> [EXERCISE REQUIREMENTS]:
A - Turn the paragraph of the sugar cookie post that begins "Most of the recipes I share with you" into a short bulleted list that keeps its main facts.
B - In two sentences, summarize the sugar cookie post.
C - Reproduce the stretch of the sugar cookie post from "Most of the" through "cookies are perfect.".

───── DOCUMENT EXCERPT

Hi friends, it’s Dori again. I’m back this week to share my sugar cookie recipe.
Most of the recipes I share with you started out as someone else’s recipes. Then I shape and refine them to be exactly what I want. For example, I always eliminate almond extract (dying) and nutmeg (yuck) and add orange extract whenever possible. I add cornstarch to cakes, swap out AP flour for bread flour in cookies (it makes them chewy), and always adjust cooking times.
I wish could say that for this recipe, but, in truth, I barely changed it all.
If you do it right, this is a really friendly, easy dough.
It’s just a perfect recipe. It’s simple and reliable. The cookies are light, slightly crisp, and just a little sweet. They are surprising and frustratingly addictive. Those frosted holiday cookies aren’t supposed to taste so good!
Even if I can’t improve the recipe, I can give you a few pointers to make sure your cookies are perfect.
The first place you can trip up is creaming the butter and sugar. The butter has to be room temperature and you have to beat it for about 10 times as long as you think you do. Seriously. People think 30 seconds is plenty. It is not. Five minutes. Seven if you’re nasty.

──────────
───── PROVIDED DATA

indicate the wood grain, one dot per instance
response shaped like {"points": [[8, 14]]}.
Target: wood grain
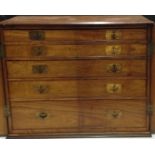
{"points": [[76, 69], [78, 116], [76, 35], [75, 20], [27, 90], [153, 85], [46, 50], [3, 124]]}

──────────

> [SOLUTIONS PER TASK]:
A -
- Most recipes start as someone else's and get reshaped to suit.
- Almond extract and nutmeg are always cut; orange extract is added whenever possible.
- Cornstarch goes into cakes.
- Bread flour replaces AP flour in cookies to make them chewy.
- Cooking times are always adjusted.

B - Dori shares a sugar cookie recipe that was barely changed from its original and describes it as simple, reliable, and addictive, with cookies that are light, slightly crisp, and a little sweet. Dori also offers pointers for perfect cookies, starting with creaming room-temperature butter and sugar for about five minutes instead of 30 seconds.

C -
Most of the recipes I share with you started out as someone else’s recipes. Then I shape and refine them to be exactly what I want. For example, I always eliminate almond extract (dying) and nutmeg (yuck) and add orange extract whenever possible. I add cornstarch to cakes, swap out AP flour for bread flour in cookies (it makes them chewy), and always adjust cooking times.
I wish could say that for this recipe, but, in truth, I barely changed it all.
If you do it right, this is a really friendly, easy dough.
It’s just a perfect recipe. It’s simple and reliable. The cookies are light, slightly crisp, and just a little sweet. They are surprising and frustratingly addictive. Those frosted holiday cookies aren’t supposed to taste so good!
Even if I can’t improve the recipe, I can give you a few pointers to make sure your cookies are perfect.